Stored data entries:

+-------+

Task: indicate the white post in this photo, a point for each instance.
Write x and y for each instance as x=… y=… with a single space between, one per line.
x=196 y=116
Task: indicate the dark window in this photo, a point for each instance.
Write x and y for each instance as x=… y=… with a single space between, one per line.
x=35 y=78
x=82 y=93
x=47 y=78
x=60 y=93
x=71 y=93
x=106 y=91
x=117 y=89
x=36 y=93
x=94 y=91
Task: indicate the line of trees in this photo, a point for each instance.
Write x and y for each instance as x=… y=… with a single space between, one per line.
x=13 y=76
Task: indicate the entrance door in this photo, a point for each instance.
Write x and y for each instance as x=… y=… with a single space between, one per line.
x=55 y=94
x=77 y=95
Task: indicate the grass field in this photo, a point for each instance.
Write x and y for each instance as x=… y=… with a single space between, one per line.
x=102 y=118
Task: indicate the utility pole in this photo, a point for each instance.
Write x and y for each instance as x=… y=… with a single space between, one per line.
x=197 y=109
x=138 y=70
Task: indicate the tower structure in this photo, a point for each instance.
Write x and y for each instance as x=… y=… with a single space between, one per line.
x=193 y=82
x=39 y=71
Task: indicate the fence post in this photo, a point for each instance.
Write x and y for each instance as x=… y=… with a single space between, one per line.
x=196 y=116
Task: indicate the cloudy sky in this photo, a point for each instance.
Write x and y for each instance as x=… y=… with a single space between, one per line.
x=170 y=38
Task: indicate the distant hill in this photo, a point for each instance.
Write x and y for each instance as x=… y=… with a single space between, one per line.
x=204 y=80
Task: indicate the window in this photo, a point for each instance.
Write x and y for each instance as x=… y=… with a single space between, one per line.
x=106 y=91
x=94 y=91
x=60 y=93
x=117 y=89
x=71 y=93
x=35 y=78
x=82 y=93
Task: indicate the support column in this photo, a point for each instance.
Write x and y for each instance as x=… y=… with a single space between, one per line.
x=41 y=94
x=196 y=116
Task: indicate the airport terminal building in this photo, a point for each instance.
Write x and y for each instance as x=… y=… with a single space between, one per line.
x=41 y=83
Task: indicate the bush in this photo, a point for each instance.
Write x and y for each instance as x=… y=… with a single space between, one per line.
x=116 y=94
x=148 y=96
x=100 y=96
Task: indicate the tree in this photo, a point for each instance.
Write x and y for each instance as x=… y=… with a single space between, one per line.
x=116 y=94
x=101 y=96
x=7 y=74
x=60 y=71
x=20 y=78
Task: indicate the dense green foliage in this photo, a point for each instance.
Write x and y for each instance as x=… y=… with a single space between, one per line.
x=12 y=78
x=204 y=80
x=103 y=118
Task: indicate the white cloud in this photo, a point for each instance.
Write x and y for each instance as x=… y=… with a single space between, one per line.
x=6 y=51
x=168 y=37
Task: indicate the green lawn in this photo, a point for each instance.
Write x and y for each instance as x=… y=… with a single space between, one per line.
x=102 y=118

+-------+

Exercise:
The answer is a number alone: how many lines of the data contain the string "window"?

Result for this exercise:
2